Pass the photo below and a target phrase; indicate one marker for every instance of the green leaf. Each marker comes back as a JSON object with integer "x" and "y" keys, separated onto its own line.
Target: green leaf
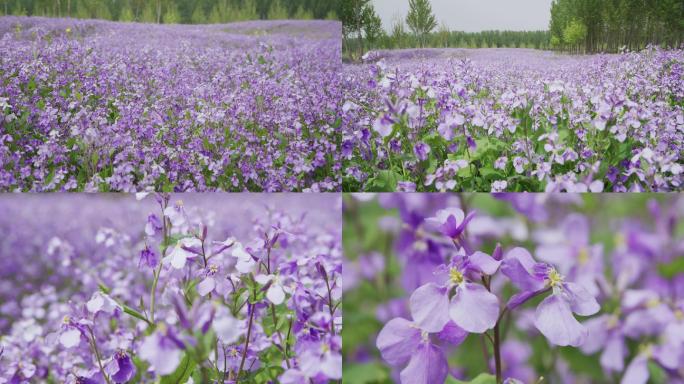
{"x": 364, "y": 373}
{"x": 482, "y": 378}
{"x": 182, "y": 373}
{"x": 657, "y": 374}
{"x": 385, "y": 181}
{"x": 672, "y": 269}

### TASK DESCRIPTION:
Please copy the data above character for character, skipping any pictures.

### TASK ANSWER:
Pass the photo below and a target phrase; indicate one marker for every instance of the green leaf. Each marker comes back as a JSON object with integer "x" and "y" keys, separated onto its own line.
Target: green leaf
{"x": 364, "y": 373}
{"x": 482, "y": 378}
{"x": 182, "y": 373}
{"x": 657, "y": 374}
{"x": 385, "y": 181}
{"x": 672, "y": 269}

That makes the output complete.